** What is needed **
Copy the listing below line by line, including the requests, but add 87 to each number in the answer coordinates. Leave the sample point in the instructions unchanged, and leave out the pictures.

** Records shown **
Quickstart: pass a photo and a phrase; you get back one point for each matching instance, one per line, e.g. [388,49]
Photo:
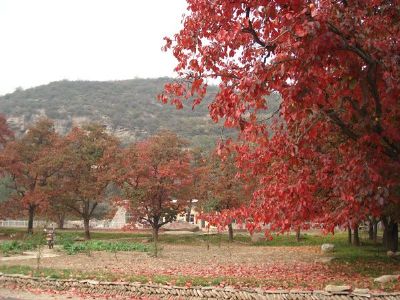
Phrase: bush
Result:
[15,247]
[73,247]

** Exercise result **
Quickstart: pass a photo and a phrase; you get back one point for each matching instance, one per line, e.g. [388,49]
Photo:
Phrase: bush
Result:
[102,334]
[160,334]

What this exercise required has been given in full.